* **ABOUT THIS EXERCISE**
Every record below is to be restated word for word, and no picture is to be copied.

* **AVAILABLE DATA**
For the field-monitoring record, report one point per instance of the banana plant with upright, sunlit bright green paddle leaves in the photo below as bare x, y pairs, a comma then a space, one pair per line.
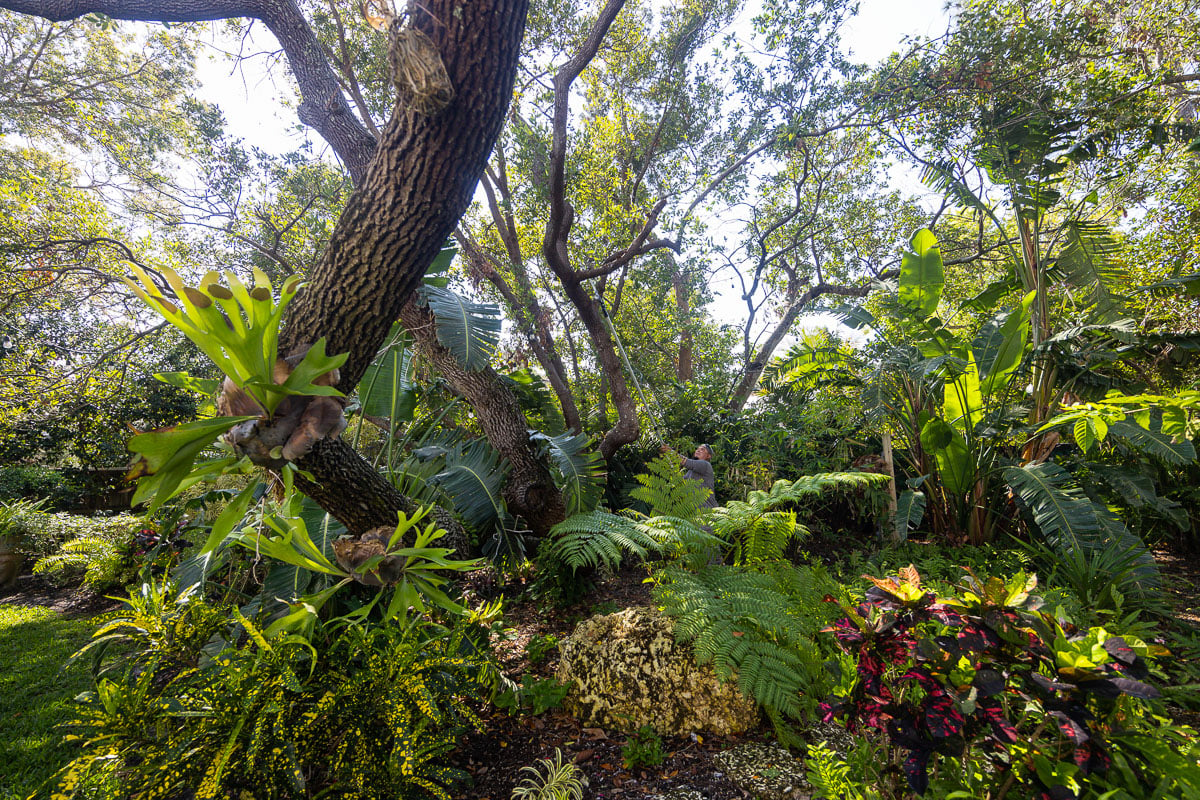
950, 400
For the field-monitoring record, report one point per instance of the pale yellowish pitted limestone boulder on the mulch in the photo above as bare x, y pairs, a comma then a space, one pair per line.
626, 671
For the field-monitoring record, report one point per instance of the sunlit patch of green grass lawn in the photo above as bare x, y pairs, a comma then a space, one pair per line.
35, 695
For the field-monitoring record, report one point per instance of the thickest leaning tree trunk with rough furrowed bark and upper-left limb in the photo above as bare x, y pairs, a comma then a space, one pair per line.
413, 187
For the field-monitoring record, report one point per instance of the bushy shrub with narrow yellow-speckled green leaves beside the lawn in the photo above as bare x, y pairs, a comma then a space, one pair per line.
363, 712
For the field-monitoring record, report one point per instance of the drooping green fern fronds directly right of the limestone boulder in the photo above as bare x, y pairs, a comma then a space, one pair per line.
759, 628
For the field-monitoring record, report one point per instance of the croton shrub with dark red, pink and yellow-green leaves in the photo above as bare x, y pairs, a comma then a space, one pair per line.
1000, 699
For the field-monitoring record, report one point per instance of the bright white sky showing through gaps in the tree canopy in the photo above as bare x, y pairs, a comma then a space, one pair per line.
880, 28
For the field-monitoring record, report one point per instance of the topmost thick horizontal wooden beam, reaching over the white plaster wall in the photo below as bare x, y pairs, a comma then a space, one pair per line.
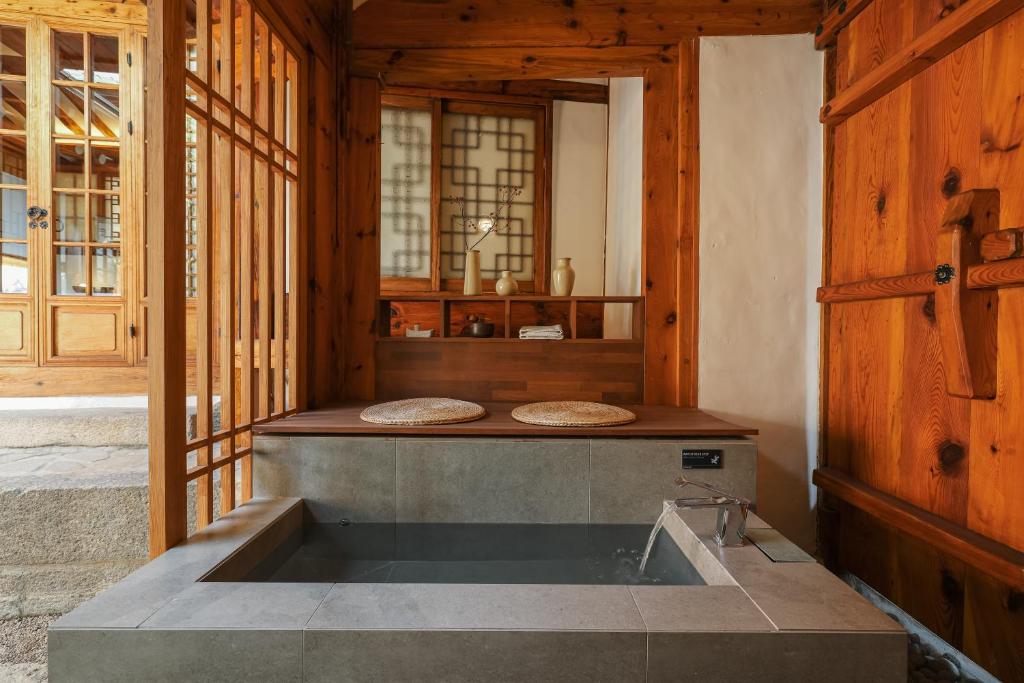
415, 24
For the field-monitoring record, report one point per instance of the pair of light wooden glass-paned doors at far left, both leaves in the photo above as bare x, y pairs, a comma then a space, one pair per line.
68, 251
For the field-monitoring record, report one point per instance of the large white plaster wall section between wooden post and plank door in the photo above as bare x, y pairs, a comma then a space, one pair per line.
761, 161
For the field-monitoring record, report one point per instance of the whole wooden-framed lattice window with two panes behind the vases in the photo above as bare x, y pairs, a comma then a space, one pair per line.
435, 148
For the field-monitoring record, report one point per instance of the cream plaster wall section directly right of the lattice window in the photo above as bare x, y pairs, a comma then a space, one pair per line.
578, 190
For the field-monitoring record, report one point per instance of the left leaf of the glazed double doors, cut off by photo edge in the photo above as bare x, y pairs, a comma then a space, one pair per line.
18, 248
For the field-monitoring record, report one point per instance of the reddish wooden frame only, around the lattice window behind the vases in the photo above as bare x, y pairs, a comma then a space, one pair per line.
439, 103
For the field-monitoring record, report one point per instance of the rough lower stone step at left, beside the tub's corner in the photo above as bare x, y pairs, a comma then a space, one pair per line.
75, 521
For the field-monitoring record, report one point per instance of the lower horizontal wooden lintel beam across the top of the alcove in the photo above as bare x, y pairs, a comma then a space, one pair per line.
514, 64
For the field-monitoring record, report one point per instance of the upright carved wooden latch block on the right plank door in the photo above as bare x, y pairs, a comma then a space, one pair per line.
968, 319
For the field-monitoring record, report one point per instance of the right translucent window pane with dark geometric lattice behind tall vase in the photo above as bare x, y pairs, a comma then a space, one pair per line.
484, 159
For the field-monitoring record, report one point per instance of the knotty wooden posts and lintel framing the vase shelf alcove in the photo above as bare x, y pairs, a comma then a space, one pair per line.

* **OUTPUT OF THE EXERCISE**
For the field-monitoring record, report one point per instance of the banana plant with upright, sunlit bright green paddle leaves in the photo below as bare x, y pairs, a comma then a space, one pair per line.
950, 400
For the field-monitoring record, report one point per instance of the pale yellowish pitted limestone boulder on the mulch in the photo above as bare x, y pairs, a comma then a space, one pair per line.
626, 671
For the field-monitoring record, report one point per instance of the sunlit patch of green grass lawn in the photo above as bare x, y pairs, a comma then a space, one pair per line.
35, 695
For the field-monitoring record, report one point per instance of the thickest leaning tree trunk with rough furrowed bark and upper-left limb in the photo above as bare x, y pairs, a comma then a space, one pair per line.
413, 187
For the field-monitoring record, report one point per instance of the bushy shrub with narrow yellow-speckled green leaves beside the lawn in the photo above as bare x, y pairs, a comma then a space, one pair per line.
363, 712
For the field-monitoring record, report one point per instance of the drooping green fern fronds directly right of the limestone boulder in the photo above as bare x, y pairs, a comma then a space, one pair per line.
759, 628
For the field-monitoring record, report one point per instance of the croton shrub with dark red, pink and yellow-green leaves in the photo above as bare x, y pairs, a comma then a space, one pair per line.
1000, 699
For the field-monitoring record, report one point per instance of the bright white sky showing through gaps in the tree canopy in the photo above as bare x, y pairs, a comma then a space, one pair per line.
880, 28
For the field-monitoring record, report one point per instance of the topmost thick horizontal wooden beam, reaching over the white plaster wall in the photo below as bare x, y pairs, a comma then a space, one pair per line.
415, 24
For the field-monitoring record, report one point per instance of the pair of light wooden glass-paned doors at far left, both leaves in the photo above as bare x, y pairs, a comma then a space, one pair per line.
68, 251
For the field-monitoring record, report one point per instance of the large white plaster wall section between wooden post and plank door in the photo above as bare x, y pairs, a comma then a space, one pair per line.
761, 161
For the field-monitoring record, report one point per instance of the whole wooden-framed lattice window with two panes behind the vases in the photo above as bare x, y pairs, a comma then a space, one pair per line.
435, 148
For the field-monitoring record, report one point per instance of the cream plaster wall section directly right of the lattice window in the photo above as bare x, y pairs, a comma then a space, one pair per line.
578, 190
For the field-monitoring record, report one point per instance of the left leaf of the glazed double doors, cut off by photo edge in the photo above as bare x, y pairs, a comma then a space, one pair per line.
18, 248
For the field-monitoring record, report one point per instance of the reddish wooden frame only, around the lattice window behind the vases in the photo above as bare x, y pairs, a comma then a space, one pair per line.
439, 103
For the field-monitoring record, report one point per instance of the rough lower stone step at left, beside the tub's corner in the photo above as bare x, y pairs, a comma then a space, one pair per line.
75, 521
For the field-monitoring record, report one point per instance of the lower horizontal wooden lintel beam across the top of the alcove in the photo above as bare x, y pairs, a comma then a space, one pair per line.
514, 64
For the field-monitoring record, report one point per instance of the upright carved wooden latch block on the right plank door in the photo above as bare x, y pairs, a comma then a space, one pair per line.
968, 319
For the field-monitoring record, report one point per instance of the right translucent window pane with dark geometric lattice behind tall vase in the photo above as bare x, y pairs, a comma then a space, one pair per line.
484, 159
For the field-monitoring record, report one point per instance of the knotty wooden posts and lintel framing the vase shelf alcove in the photo above as bare x, y pairs, a comma then a space, one pair per line.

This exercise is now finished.